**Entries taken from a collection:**

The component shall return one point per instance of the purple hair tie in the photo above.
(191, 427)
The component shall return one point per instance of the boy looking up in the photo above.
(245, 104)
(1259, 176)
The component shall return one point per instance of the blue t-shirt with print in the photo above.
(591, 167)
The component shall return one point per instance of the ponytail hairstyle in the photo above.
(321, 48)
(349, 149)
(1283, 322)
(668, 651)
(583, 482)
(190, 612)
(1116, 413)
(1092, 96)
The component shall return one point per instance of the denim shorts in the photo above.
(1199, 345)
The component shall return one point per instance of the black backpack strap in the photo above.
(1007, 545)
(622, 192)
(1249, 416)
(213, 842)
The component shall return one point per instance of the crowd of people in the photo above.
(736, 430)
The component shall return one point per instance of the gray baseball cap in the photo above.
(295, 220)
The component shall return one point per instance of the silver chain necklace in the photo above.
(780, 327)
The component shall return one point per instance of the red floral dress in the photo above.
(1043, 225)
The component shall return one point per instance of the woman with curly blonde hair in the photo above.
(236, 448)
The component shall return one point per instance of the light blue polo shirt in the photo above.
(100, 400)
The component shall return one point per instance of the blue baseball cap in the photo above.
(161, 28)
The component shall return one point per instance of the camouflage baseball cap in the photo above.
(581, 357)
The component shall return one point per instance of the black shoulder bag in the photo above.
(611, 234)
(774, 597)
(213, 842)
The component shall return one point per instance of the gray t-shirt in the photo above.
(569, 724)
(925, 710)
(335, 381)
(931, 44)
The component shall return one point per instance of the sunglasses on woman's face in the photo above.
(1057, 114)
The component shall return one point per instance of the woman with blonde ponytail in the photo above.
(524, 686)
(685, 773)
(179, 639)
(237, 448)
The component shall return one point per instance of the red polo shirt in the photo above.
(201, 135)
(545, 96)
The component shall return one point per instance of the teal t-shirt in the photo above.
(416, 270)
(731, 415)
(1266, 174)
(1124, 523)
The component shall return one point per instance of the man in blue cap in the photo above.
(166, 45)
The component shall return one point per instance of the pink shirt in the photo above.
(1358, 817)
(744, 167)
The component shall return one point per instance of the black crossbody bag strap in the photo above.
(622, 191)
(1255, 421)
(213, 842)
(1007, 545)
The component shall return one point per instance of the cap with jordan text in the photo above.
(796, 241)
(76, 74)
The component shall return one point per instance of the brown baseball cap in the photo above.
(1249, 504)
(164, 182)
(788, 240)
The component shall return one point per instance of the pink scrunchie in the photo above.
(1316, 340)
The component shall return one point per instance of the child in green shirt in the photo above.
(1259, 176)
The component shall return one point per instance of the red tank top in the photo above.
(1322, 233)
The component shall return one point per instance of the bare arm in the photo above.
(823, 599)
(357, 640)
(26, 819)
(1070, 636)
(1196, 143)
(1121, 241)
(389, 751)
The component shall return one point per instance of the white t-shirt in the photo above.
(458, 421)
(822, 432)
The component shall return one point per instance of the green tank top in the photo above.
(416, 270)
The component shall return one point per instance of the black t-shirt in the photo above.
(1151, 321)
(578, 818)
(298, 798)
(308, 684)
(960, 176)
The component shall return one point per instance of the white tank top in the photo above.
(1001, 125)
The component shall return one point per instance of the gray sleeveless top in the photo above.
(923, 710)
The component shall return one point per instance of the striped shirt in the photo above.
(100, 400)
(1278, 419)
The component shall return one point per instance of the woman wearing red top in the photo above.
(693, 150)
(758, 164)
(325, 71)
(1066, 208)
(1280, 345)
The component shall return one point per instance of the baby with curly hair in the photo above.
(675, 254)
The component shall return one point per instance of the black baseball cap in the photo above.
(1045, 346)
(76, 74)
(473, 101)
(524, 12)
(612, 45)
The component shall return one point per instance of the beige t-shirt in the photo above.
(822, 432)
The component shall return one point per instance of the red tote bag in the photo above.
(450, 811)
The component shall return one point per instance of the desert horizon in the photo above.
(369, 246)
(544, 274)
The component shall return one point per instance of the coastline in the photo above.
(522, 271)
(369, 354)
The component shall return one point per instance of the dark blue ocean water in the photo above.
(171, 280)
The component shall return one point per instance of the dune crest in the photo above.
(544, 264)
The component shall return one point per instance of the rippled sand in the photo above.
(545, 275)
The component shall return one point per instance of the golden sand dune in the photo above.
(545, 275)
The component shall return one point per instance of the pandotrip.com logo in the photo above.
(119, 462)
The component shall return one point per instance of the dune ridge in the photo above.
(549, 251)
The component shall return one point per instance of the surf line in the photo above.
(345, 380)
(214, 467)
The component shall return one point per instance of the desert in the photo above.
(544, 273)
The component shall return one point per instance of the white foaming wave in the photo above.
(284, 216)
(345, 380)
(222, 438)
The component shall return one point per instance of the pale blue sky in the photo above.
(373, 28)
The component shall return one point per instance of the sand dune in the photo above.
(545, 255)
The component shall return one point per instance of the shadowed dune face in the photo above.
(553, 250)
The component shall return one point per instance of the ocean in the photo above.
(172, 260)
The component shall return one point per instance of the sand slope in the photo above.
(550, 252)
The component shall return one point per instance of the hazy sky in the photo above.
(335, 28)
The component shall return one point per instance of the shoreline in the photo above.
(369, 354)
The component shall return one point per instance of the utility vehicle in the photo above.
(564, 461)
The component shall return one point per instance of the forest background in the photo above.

**AIM OF THE TASK:**
Copy the records exactly, keeping every word in place.

**SOLUTION TO THE PROBLEM:**
The component shall return one point per instance of the purple hair tie in the photo above.
(191, 427)
The component shall return one point per instance of the boy looking up in the photo above.
(245, 104)
(1259, 176)
The component shall return one point per instance of the blue t-shirt with print in the photo above.
(591, 167)
The component shall return one point per instance of the ponytail hairstyle in the photo above.
(321, 48)
(349, 149)
(1283, 322)
(668, 651)
(583, 482)
(190, 612)
(1116, 413)
(1092, 96)
The component shall return one point per instance of the denim shorts in the photo above.
(1199, 345)
The component shall return one point per instance of the black backpack strap in the photo above.
(1007, 545)
(622, 192)
(1249, 416)
(213, 842)
The component shall return one point per instance of the crowd of people in the photo above.
(736, 430)
The component shall return one point per instance of the gray baseball cap in the photo above.
(295, 220)
The component shall return one point per instance of the silver chain necklace in the photo above.
(780, 327)
The component shall return one point per instance of the red floral dress in the photo above.
(1043, 225)
The component shall return one point per instance of the woman with curly blonde hair in the photo above.
(236, 448)
The component shall return one point per instance of the light blue polo shirt in the photo above.
(100, 400)
The component shall return one point per instance of the blue baseball cap in the photo above.
(161, 28)
The component shall return one point per instance of the camouflage baseball cap in the photo above.
(581, 357)
The component shall return one point per instance of the black shoulder bag in the photo above.
(611, 234)
(774, 597)
(213, 842)
The component shall return one point per instance of the gray t-shirt in the photo above.
(569, 724)
(925, 710)
(335, 381)
(931, 44)
The component shall return one point per instance of the sunglasses on woman's face in the photo above.
(1057, 114)
The component shall return one point per instance of the woman with blonde ponytail in the photo above.
(524, 686)
(685, 773)
(179, 639)
(237, 448)
The component shall return one point per instance of the red polo shirt in the photo above.
(201, 135)
(545, 96)
The component shall return one point per instance of the teal t-shirt in the photo above.
(416, 270)
(731, 415)
(1266, 174)
(1124, 523)
The component shall return one point per instance of the man in blue cap in the photo above.
(166, 45)
The component shall return one point per instance of the pink shirt in the photo above.
(1358, 817)
(744, 167)
The component shall return one point per instance of the black crossbody bag strap in the photo above.
(622, 191)
(1255, 421)
(213, 842)
(1007, 545)
The component shall return one point per instance of the cap with jordan text in the photo above.
(796, 241)
(76, 74)
The component shall return one point per instance of the brown baseball cap in the photo above.
(1249, 504)
(164, 182)
(788, 240)
The component shall return one point per instance of the pink scrunchie in the photo above.
(1316, 340)
The component shall return one point per instance of the child in green shirt in the photo above.
(1259, 176)
The component shall return one point per instance of the red tank top in the photo above.
(1322, 233)
The component shall return one point per instance of the bare arm in the photo above.
(823, 599)
(357, 640)
(26, 819)
(1070, 636)
(1196, 143)
(1121, 241)
(389, 751)
The component shall return one point per instance of the white t-shirt in the photo above.
(458, 421)
(822, 432)
The component shall return one point per instance of the green tank top in the photo above.
(416, 270)
The component shall return one point per instance of the black t-shirt in the photo above.
(1151, 321)
(578, 818)
(298, 798)
(308, 684)
(960, 176)
The component shall return one point per instance of the white tank top in the photo above.
(1001, 125)
The component shall return one point per instance of the gray sleeveless top in the photo above.
(923, 710)
The component shall return one point per instance of the striped shirt in the photo above.
(100, 400)
(1278, 419)
The component shall return one point per instance of the woman wearing red top in the photo above.
(693, 150)
(758, 164)
(325, 71)
(1066, 208)
(1280, 345)
The component shall return one point per instance of the baby with curly hair in the photo above.
(675, 254)
The component shall return one point per instance of the black baseball cap in the photo above.
(1045, 346)
(76, 74)
(473, 101)
(524, 12)
(612, 45)
The component shall return one point per instance of the beige t-shirt in the photo above.
(822, 432)
The component shall return one point per instance of the red tote bag in the photo above.
(450, 811)
The component shall return one point per instance of the desert horizon in the photo above.
(369, 246)
(544, 274)
The component shall return one point per instance of the coastline in the photo above.
(522, 271)
(369, 354)
The component shall return one point per instance of the dark blue ocean water in the photo above.
(171, 280)
The component shall return one point per instance of the dune crest in the photo above.
(544, 264)
The component shall return one point per instance of the rippled sand in the photo above.
(545, 275)
The component shall return one point per instance of the golden sand dune in the photo above.
(545, 275)
The component shall return one point per instance of the pandotrip.com logo in the photo above.
(119, 462)
The component shall return one point per instance of the dune ridge in the photo above.
(549, 251)
The component shall return one point per instance of the surf line in the photo above.
(345, 380)
(214, 467)
The component shall return one point per instance of the desert in the photo above.
(544, 273)
The component shall return one point per instance of the white foaming wave in the photo above.
(284, 216)
(345, 380)
(222, 438)
The component shall return one point per instance of the pale blue sky in the photo above.
(373, 28)
The component shall return one point per instance of the sand dune in the photo above.
(545, 255)
The component shall return one point per instance of the shadowed dune face in the photo above.
(553, 250)
The component shall return one point per instance of the ocean in the photo above.
(172, 260)
The component shall return one point per instance of the sand slope in the photo above.
(550, 252)
The component shall return one point per instance of the hazy sky in the photo above.
(335, 28)
The component shall return one point per instance of the shoreline in the photo above.
(369, 354)
The component shall return one point per instance of the utility vehicle in the photo above.
(564, 461)
The component shall return one point per instance of the forest background in the photo above.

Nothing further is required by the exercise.